### WHAT TO PRODUCE
So that nothing is lost, restate each entry exactly as supplied.

### SUPPLIED DATA
═══

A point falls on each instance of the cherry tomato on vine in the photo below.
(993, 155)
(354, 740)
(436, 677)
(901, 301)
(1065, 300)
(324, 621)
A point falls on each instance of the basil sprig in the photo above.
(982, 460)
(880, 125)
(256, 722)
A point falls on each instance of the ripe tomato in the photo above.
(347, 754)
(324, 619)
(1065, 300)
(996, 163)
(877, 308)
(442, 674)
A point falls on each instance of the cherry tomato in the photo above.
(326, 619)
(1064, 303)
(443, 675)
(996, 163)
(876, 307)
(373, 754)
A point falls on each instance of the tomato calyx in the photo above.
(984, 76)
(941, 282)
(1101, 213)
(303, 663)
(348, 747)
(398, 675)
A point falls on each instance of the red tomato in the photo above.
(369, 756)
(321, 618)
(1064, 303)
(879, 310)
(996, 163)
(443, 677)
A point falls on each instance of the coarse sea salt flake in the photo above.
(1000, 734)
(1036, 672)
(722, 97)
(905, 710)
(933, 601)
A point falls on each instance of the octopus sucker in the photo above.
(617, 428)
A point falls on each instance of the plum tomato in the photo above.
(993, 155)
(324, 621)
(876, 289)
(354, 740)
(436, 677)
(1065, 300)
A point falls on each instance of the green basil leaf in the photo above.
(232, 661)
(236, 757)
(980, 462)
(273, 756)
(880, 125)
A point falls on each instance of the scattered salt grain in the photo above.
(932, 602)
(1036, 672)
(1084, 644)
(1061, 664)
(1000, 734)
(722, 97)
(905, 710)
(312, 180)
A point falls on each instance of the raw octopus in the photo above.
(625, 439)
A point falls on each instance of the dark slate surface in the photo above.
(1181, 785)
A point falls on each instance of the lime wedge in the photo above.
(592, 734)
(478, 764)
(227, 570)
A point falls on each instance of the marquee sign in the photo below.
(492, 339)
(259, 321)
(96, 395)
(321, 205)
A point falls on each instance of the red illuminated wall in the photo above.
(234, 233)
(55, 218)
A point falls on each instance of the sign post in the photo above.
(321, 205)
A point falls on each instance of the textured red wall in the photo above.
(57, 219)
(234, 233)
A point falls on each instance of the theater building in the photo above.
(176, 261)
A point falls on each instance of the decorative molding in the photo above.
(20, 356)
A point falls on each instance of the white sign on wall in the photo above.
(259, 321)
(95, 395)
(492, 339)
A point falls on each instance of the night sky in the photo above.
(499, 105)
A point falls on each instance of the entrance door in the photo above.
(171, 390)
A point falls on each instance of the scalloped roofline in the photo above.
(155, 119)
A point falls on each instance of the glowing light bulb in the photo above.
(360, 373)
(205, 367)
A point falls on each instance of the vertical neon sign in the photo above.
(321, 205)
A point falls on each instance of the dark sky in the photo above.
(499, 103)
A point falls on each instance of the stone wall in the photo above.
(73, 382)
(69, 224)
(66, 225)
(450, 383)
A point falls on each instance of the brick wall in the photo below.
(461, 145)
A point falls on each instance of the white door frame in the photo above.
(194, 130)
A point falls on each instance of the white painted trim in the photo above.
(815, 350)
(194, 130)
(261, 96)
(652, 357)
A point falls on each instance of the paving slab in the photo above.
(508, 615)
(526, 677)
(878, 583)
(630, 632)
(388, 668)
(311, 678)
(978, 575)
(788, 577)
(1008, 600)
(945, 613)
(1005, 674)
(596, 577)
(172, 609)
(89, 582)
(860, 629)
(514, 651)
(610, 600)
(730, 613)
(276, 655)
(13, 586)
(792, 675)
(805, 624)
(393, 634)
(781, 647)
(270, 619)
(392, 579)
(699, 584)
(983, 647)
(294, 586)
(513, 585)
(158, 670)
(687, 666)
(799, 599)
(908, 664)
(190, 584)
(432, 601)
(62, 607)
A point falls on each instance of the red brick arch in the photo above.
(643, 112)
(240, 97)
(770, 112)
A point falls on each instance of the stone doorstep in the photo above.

═══

### RESULT OF THE TASK
A point falls on each instance of the cherry tomato on vine in the photo below.
(993, 155)
(354, 740)
(436, 677)
(901, 301)
(1065, 300)
(324, 621)
A point falls on each instance of the basil sprig in the photo above.
(982, 460)
(880, 125)
(256, 722)
A point falls on each instance of the ripe tomato in the photo above.
(347, 754)
(324, 619)
(1065, 300)
(996, 163)
(877, 308)
(442, 674)
A point falls on each instance of the cherry tomato in the photo above.
(326, 619)
(1064, 303)
(443, 675)
(996, 163)
(876, 307)
(373, 754)
A point falls on each instance of the tomato calyx in the photo above.
(984, 76)
(941, 282)
(1101, 213)
(303, 663)
(348, 747)
(398, 675)
A point falls on each instance of the red tomato in the photo above.
(369, 756)
(321, 618)
(1064, 303)
(879, 310)
(996, 163)
(443, 677)
A point falls on each instance of the coarse sea salt flake in the photo above.
(1000, 734)
(1036, 672)
(722, 97)
(905, 710)
(933, 601)
A point falls on each instance of the octopus sucker in the photo above.
(617, 428)
A point falls on each instance of the plum tomato in the photo above.
(993, 155)
(324, 621)
(876, 289)
(354, 740)
(436, 677)
(1065, 300)
A point falls on each instance of the green basil leaf in the photo above.
(232, 661)
(236, 757)
(980, 462)
(273, 756)
(880, 125)
A point falls on each instance of the scattered salt grain in the photo above.
(932, 602)
(1036, 672)
(1084, 644)
(1061, 664)
(1000, 734)
(722, 97)
(905, 710)
(312, 180)
A point falls on each instance of the raw octopus in the photo above.
(625, 439)
A point falls on each instance of the dark slate surface in the photo above.
(1181, 785)
A point falls on each instance of the lime wedge in the photo above.
(592, 734)
(478, 764)
(227, 570)
A point falls on each instance of the marquee sign in the photo below.
(492, 339)
(259, 321)
(96, 395)
(321, 205)
A point falls on each instance of the red illuminated wall in the photo above.
(234, 233)
(55, 218)
A point falls on each instance of the sign post in the photo above.
(321, 205)
A point falls on each instance of the textured red wall in the photo above.
(57, 219)
(234, 233)
A point falls on each instance of the theater building in the photo above.
(176, 261)
A point falls on each instance of the decorative molding in the photo above.
(20, 356)
A point falls on each instance of the white sign on wall in the photo above.
(259, 321)
(95, 395)
(492, 339)
A point falls on each instance of the night sky in the photo above.
(499, 105)
A point falls on each instance of the entrance door in the photo above.
(171, 390)
A point falls on each instance of the scalloped roofline in the photo above.
(155, 119)
A point falls on each instance of the glowing light bulb in the photo above.
(360, 373)
(205, 367)
A point falls on each instance of the vertical neon sign in the photo above.
(321, 205)
A point falls on each instance of the dark sky in the photo above.
(499, 103)
A point falls on each instance of the stone wall in the photo above.
(73, 382)
(69, 224)
(66, 225)
(450, 383)
A point falls on each instance of the brick wall in the photo below.
(461, 145)
A point falls on each instance of the white door frame in the photo above.
(194, 130)
A point falls on each instance of the white painted trim in the photo above.
(815, 350)
(194, 130)
(261, 96)
(652, 357)
A point falls on each instance of the paving slab in the photo above.
(508, 615)
(526, 677)
(878, 583)
(630, 632)
(388, 668)
(311, 678)
(978, 575)
(788, 577)
(1008, 600)
(945, 613)
(1005, 674)
(596, 577)
(172, 609)
(89, 582)
(860, 629)
(514, 651)
(610, 600)
(730, 613)
(276, 655)
(13, 586)
(792, 675)
(805, 624)
(393, 634)
(781, 647)
(270, 619)
(392, 579)
(699, 584)
(983, 647)
(294, 586)
(513, 585)
(158, 670)
(687, 666)
(799, 599)
(908, 664)
(190, 584)
(432, 601)
(62, 607)
A point falls on each instance of the red brick arch in the photo above.
(643, 112)
(240, 97)
(770, 112)
A point falls on each instance of the stone doorstep in the photo above.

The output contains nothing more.